## YOUR TASKS
A – From the newsletter bounce text, list everything the sentence beginning "Also, some include" says some bounce messages contain.
B – Write out the newsletter bounce text from "field that has" to "in the body.", switching "postmaster" to "mail administrator".
C – Resume the newsletter bounce text after its final sentence.

## TEXT SECTION

We send a newsletter out TO PEOPLE WHO SUBSCRIBE to it (we are NOT
spammers, and include opting out options in every mailing). Again, we're
not spammers, and that's why I've been charged with keeping the mailing
list clean. We get a lot of "mailbox full" or "user not found" bounces,
and after we get three of these per address, I want to take that email
address out of our distribution list.

So, I've been using Outlook to import all the bounces from our server,
then I export the bounces to Access. Now in Access I've got a "body"
field that has the entirety of the bounce message, which differs across
all ISP's. Some say the reason, some just say it didn't get through, and
some have cryptic messages that don't really say much of anything. Also,
some include the first 20 lines or whatever of the original outgoing
message, some have the whole thing, some have the plain text version,
some put weird characters in, etc. The point here is that the email
address is never in the same place, so I can't count on code that looks
in a specific place inside the body. One thing they all have, though, is
the email address the original message was sent to (I can't use the
"From" filed, because it's just the postmaster, or sysadmin, or whatever,
of the ISP) SOMEWHERE in the body.

## DATA RECORDS
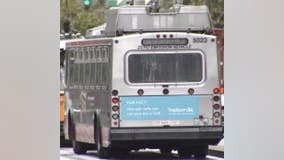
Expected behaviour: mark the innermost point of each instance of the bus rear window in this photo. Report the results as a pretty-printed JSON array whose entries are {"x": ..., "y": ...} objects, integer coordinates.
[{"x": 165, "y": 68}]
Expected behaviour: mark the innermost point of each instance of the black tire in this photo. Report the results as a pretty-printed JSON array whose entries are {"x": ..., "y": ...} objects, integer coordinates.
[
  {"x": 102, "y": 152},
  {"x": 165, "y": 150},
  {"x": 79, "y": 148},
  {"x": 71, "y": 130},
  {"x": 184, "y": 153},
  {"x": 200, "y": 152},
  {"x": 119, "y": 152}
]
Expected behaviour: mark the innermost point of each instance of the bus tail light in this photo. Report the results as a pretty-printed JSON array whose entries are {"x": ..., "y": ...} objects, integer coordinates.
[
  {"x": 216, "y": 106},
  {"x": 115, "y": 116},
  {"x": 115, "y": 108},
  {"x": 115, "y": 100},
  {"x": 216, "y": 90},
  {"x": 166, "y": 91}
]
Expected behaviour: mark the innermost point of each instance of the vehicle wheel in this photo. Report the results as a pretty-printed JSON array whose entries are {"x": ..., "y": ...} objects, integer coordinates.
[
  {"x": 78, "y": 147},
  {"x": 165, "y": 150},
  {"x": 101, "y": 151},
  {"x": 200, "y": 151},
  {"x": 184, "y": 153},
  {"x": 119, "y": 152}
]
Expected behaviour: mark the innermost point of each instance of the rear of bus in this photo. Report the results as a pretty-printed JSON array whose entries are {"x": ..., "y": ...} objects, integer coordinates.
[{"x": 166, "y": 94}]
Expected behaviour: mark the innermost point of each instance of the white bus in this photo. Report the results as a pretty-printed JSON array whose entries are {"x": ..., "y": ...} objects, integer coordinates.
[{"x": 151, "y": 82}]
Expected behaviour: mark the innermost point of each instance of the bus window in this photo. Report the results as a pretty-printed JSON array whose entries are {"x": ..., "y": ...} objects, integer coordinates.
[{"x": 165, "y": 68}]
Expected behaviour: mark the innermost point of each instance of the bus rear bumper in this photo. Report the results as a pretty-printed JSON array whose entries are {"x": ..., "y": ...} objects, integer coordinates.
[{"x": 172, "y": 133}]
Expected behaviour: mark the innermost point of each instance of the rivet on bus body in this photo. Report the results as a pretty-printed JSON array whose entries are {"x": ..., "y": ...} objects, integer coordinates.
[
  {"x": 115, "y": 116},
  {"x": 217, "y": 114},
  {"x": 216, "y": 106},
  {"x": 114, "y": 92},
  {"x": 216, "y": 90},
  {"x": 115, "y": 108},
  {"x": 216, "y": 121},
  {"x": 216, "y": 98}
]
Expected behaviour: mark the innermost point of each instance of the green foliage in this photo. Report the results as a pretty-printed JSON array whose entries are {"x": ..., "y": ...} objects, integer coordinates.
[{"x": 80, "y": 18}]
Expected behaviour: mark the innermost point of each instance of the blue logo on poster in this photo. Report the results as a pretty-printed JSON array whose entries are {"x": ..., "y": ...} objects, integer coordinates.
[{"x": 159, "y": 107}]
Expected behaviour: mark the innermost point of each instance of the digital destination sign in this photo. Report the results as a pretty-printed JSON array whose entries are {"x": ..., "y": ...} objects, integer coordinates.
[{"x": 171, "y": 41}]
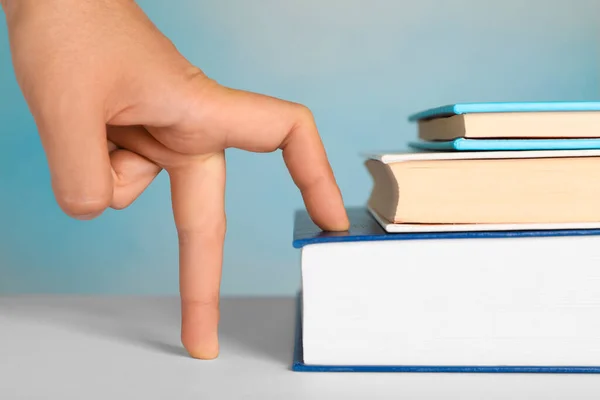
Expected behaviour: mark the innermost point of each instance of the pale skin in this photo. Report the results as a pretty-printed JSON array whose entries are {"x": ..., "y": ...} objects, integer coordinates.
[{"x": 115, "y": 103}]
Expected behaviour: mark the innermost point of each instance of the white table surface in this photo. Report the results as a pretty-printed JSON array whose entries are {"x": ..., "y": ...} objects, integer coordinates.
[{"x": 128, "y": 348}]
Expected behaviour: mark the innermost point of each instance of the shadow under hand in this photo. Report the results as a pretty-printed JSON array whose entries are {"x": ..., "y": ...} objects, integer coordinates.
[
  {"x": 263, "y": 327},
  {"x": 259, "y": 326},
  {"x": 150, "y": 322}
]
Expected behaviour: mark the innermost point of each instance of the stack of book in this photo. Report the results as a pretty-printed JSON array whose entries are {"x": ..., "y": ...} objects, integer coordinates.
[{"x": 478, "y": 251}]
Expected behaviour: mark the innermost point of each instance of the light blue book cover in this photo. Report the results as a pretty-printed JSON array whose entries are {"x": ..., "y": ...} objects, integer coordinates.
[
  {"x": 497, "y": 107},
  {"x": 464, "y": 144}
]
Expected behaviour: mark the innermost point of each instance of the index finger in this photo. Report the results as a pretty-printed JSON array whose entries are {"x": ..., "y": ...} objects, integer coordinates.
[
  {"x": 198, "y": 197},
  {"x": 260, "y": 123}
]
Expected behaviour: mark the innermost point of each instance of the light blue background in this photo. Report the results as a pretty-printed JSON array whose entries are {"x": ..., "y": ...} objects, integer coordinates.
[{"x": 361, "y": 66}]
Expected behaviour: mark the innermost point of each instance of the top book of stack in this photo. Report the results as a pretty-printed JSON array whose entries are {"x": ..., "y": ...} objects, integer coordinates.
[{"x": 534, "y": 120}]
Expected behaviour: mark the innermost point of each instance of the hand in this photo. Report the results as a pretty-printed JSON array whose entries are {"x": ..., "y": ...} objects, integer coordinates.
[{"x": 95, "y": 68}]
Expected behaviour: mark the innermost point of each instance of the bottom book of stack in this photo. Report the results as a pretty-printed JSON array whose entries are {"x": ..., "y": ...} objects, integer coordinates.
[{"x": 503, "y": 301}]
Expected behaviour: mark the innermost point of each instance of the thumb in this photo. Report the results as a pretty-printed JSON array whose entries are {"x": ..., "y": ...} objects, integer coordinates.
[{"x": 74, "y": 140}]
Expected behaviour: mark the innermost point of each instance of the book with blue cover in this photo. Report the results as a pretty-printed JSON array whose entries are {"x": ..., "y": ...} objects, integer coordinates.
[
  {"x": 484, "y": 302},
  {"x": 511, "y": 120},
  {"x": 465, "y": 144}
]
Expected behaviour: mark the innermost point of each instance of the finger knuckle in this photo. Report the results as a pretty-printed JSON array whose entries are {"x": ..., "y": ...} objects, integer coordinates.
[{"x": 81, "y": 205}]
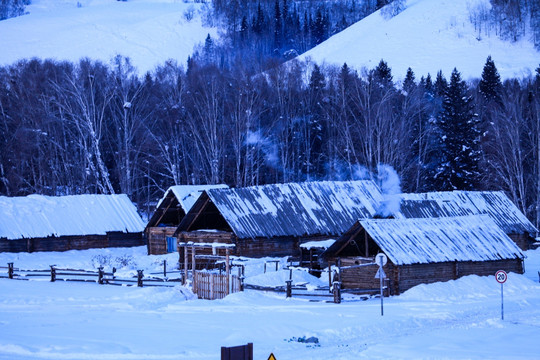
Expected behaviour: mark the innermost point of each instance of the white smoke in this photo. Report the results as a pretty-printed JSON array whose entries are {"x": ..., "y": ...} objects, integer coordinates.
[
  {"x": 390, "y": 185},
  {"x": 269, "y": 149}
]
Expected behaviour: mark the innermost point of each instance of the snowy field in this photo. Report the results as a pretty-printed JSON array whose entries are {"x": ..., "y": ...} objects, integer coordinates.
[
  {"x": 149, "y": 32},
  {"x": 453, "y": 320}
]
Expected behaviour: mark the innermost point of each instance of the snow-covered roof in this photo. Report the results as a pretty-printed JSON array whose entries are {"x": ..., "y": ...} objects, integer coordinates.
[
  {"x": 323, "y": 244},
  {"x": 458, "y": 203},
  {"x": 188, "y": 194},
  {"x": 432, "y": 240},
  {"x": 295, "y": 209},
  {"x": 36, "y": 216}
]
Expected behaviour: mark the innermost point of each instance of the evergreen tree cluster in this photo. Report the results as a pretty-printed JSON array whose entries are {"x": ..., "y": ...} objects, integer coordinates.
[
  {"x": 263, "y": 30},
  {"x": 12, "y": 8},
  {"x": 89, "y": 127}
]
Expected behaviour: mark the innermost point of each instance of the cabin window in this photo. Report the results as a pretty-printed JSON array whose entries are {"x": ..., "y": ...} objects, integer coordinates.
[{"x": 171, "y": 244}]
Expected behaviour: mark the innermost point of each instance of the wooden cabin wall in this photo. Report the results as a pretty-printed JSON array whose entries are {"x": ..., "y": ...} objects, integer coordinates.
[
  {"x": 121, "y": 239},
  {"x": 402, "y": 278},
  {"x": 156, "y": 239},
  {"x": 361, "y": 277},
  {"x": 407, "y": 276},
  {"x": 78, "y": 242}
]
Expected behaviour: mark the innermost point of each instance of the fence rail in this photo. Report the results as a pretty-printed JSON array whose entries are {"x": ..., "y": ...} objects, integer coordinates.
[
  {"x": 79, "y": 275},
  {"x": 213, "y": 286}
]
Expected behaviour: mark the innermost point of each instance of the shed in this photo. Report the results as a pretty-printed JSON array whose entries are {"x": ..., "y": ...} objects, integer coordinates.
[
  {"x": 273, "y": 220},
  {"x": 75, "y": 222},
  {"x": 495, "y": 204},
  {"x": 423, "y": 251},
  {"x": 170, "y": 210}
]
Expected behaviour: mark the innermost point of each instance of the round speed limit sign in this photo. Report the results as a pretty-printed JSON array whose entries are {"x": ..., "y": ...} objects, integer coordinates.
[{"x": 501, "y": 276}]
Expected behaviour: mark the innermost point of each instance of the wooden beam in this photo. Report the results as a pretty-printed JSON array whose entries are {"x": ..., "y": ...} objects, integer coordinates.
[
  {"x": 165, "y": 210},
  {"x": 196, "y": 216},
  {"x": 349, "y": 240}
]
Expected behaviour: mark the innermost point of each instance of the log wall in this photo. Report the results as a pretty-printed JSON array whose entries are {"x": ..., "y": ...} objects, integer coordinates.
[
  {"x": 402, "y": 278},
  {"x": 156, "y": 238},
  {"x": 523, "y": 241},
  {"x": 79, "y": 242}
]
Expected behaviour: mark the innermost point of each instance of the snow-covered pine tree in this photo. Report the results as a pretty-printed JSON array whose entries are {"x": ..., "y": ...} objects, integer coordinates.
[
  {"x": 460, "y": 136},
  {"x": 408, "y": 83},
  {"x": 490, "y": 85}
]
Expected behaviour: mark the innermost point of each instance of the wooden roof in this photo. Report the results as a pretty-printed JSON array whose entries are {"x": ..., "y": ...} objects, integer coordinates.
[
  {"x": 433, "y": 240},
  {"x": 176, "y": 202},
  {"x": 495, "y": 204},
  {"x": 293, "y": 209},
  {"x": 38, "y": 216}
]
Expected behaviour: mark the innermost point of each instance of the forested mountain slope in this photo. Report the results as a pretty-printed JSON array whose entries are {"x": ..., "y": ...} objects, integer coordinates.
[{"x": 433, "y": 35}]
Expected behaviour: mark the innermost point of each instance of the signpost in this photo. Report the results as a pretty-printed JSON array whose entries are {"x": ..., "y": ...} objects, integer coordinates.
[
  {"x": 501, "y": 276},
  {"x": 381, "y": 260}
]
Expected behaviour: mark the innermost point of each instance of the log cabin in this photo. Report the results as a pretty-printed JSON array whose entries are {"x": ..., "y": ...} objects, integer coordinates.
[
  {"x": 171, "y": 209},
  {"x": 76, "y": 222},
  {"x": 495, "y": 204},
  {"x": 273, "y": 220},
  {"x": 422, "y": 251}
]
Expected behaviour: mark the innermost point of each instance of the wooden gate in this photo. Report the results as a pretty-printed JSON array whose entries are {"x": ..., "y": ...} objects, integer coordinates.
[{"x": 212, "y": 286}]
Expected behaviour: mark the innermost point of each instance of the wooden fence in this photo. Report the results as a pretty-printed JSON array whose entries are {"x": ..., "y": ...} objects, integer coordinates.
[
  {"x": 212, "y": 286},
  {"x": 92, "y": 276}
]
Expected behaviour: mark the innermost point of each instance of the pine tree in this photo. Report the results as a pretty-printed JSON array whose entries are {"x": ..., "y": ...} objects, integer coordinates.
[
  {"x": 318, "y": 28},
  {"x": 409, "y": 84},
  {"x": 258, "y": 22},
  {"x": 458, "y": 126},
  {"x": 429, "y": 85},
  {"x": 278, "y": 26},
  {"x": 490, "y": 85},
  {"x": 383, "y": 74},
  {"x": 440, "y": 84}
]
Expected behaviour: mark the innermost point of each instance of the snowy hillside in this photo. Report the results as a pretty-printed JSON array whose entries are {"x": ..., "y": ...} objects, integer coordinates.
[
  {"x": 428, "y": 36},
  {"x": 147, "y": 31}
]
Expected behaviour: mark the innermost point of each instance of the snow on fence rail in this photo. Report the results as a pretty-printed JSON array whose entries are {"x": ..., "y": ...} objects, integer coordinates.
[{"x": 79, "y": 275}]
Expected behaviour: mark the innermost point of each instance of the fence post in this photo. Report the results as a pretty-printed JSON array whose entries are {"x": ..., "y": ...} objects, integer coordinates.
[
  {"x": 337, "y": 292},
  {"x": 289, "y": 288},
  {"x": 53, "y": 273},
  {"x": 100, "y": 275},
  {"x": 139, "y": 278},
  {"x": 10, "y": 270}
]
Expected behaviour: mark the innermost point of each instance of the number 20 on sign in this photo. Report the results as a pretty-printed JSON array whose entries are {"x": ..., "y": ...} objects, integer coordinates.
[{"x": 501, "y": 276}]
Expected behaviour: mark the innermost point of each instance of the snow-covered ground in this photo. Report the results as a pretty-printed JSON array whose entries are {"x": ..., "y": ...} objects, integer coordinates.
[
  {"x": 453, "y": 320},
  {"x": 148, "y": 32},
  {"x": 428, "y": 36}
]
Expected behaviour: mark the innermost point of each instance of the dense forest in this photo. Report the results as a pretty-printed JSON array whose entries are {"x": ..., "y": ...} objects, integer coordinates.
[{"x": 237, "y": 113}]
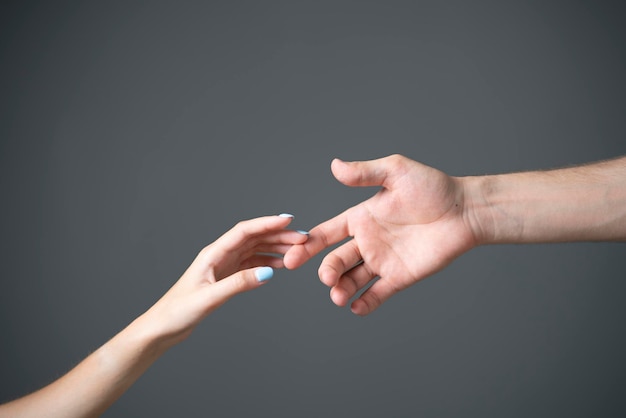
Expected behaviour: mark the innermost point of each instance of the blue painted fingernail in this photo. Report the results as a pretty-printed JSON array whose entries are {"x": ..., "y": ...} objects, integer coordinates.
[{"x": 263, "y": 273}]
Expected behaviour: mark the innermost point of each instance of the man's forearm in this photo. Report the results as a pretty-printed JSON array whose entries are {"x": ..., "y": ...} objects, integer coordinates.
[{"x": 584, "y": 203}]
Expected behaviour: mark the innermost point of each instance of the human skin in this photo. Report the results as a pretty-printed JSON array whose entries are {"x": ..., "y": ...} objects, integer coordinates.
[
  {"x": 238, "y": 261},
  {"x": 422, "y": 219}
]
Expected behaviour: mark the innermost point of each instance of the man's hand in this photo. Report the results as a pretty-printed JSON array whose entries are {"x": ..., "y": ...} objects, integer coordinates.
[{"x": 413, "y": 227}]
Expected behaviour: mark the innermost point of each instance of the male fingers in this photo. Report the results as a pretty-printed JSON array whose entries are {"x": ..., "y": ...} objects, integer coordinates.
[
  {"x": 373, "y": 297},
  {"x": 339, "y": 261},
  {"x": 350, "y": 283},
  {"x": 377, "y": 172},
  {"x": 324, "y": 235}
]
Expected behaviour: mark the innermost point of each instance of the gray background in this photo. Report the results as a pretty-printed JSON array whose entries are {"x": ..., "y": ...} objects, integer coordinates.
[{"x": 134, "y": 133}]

## THE REPLIES
A –
- the first 20 lines or so of the original outgoing message
- the whole original message
- the plain text version
- weird characters

B –
field that has the entirety of the bounce message, which differs across
all ISP's. Some say the reason, some just say it didn't get through, and
some have cryptic messages that don't really say much of anything. Also,
some include the first 20 lines or whatever of the original outgoing
message, some have the whole thing, some have the plain text version,
some put weird characters in, etc. The point here is that the email
address is never in the same place, so I can't count on code that looks
in a specific place inside the body. One thing they all have, though, is
the email address the original message was sent to (I can't use the
"From" filed, because it's just the mail administrator, or sysadmin, or whatever,
of the ISP) SOMEWHERE in the body.

C –
What I'd like to do is extract all the email addresses out of the bodies
of all these bounces, into a new field for that record. I tried several
permutations of my VERY limited knowledge of VBA, trying to locate the @
symbol, then getting all the characters to the right and left of the
symbol until a space is encountered. I couldn't figure out how to do
this, however.

Can someone here help me with this? I don't mind getting our own sending
address as well as the recipient's (a lot of bounces include the sender's
email address in the bounce message as well as the failed destination
address), because I figure I can run through the new field with just the
email addresses and delete our own sending address, leaving the
recipient's. Or, perhaps I'm going about it all wrong to begin with. If
this is the wrong group to post to, please help direct me to a more
appropriate group if you could.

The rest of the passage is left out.